Find each line in the data below that contains the word "golden", and copy those lines in full.

Lines of data
◆ ◆ ◆ ◆ ◆

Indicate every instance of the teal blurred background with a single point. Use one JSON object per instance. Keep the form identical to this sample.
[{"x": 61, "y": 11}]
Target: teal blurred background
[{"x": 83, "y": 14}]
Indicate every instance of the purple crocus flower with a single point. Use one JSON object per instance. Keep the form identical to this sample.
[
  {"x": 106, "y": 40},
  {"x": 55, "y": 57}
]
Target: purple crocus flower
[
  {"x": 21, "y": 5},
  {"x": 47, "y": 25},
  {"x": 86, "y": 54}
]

◆ ◆ ◆ ◆ ◆

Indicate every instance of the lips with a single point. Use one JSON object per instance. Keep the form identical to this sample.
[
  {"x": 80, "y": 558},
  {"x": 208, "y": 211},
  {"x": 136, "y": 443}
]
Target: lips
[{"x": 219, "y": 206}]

◆ ◆ ◆ ◆ ◆

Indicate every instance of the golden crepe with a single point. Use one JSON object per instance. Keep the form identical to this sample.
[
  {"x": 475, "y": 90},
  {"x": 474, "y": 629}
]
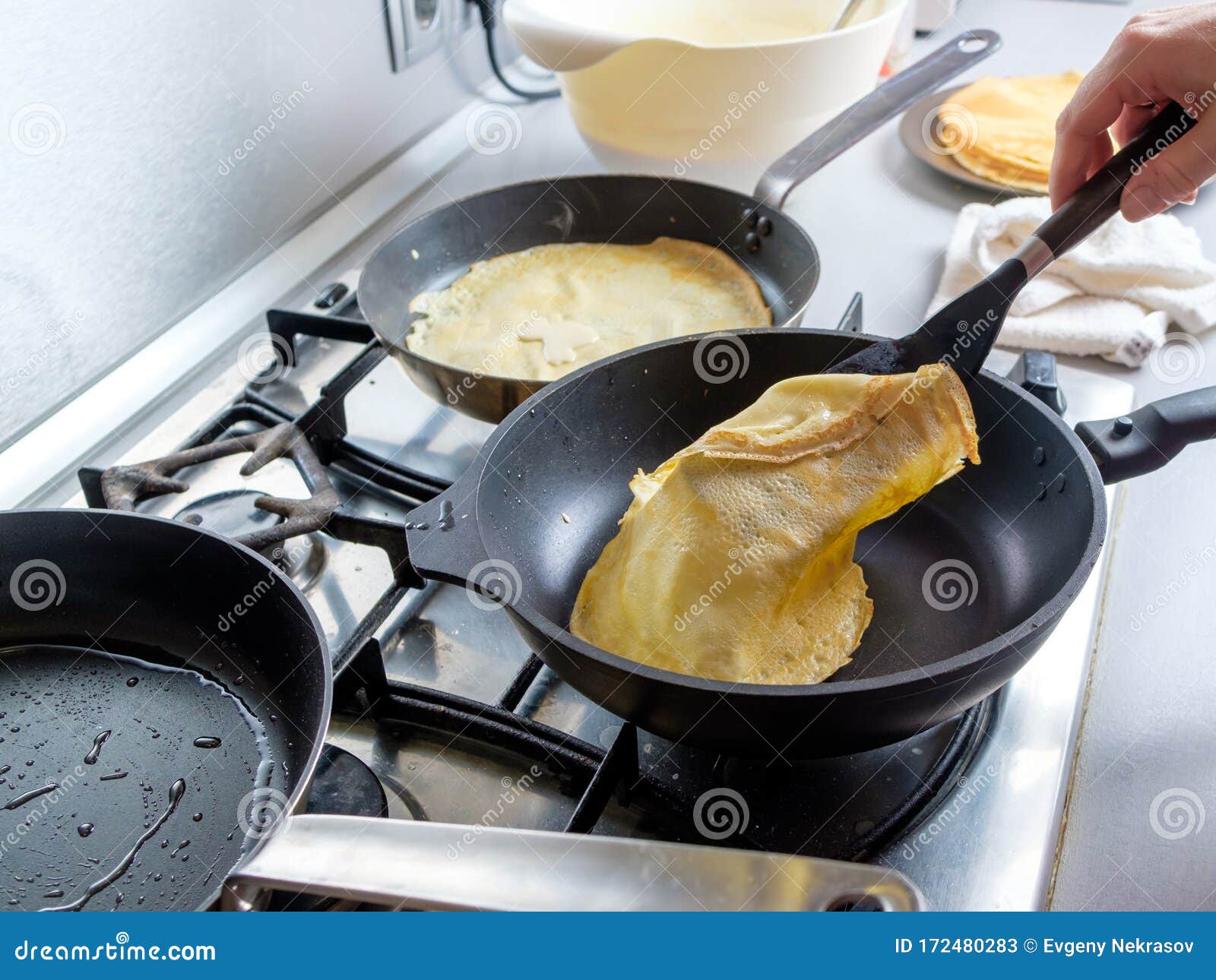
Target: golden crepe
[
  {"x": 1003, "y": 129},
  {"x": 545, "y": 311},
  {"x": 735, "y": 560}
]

◆ ◆ ◆ ◆ ◆

- [Solution for this task]
Indicate every instance of the golden crepe with a single point. Use one JSON object per instance. Keep the form identical to this sample.
Target: golden crepe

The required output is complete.